* [What to produce] The answer must restate every entry exactly as it appears.

··········

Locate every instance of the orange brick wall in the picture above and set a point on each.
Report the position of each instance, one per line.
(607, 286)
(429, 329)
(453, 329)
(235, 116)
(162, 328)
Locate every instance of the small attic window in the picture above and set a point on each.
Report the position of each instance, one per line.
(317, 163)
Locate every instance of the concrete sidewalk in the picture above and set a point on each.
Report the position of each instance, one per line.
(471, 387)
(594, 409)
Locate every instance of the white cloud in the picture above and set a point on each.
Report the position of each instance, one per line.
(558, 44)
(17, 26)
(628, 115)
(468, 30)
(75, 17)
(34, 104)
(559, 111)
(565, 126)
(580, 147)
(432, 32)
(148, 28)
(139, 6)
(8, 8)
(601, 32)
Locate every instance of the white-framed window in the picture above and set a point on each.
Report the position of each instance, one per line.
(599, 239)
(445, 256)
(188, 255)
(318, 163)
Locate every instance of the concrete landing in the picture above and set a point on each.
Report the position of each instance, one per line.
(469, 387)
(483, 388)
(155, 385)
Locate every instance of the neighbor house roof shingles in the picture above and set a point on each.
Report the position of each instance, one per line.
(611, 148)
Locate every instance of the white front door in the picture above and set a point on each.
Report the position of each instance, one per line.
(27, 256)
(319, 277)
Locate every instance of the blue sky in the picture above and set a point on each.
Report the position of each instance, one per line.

··········

* [Response to the task]
Locate every instance of the orange brick wall in the picture above and set a point on each.
Report the position of each instance, one per line.
(607, 286)
(429, 329)
(453, 329)
(235, 116)
(162, 328)
Locate every instance of the small attic window in the picture above and set a point on each.
Report the position of each instance, one per line.
(317, 163)
Locate every instance of the concrete sidewalk in the picture above and set a point on each.
Report the position of each instance, one per line.
(471, 387)
(594, 409)
Locate every instance of the white cloud in the picture above and set a point on each.
Report the position of each instance, one per line.
(558, 44)
(17, 26)
(628, 115)
(468, 30)
(75, 17)
(34, 104)
(559, 111)
(565, 126)
(580, 147)
(432, 32)
(148, 28)
(139, 6)
(8, 8)
(601, 32)
Locate every instance of the white-framed window in the picture above and set a point on each.
Report the position of each instance, one per line.
(599, 239)
(445, 256)
(188, 255)
(318, 163)
Locate every instance of the concrete landing in the picture above and set a point on each.
Report the position of each instance, one per line.
(469, 387)
(483, 388)
(155, 385)
Locate every instance of the neighbor house roof shingles in the picture above and set a point on each.
Report the position of each instance, one per line.
(611, 148)
Locate every instance of the white front door in the picture above and set a point on each.
Report the position of each instance, one per line.
(27, 256)
(319, 277)
Locate every instance of the blue sky in the picture above and set a point on each.
Report the position of each instance, one per line.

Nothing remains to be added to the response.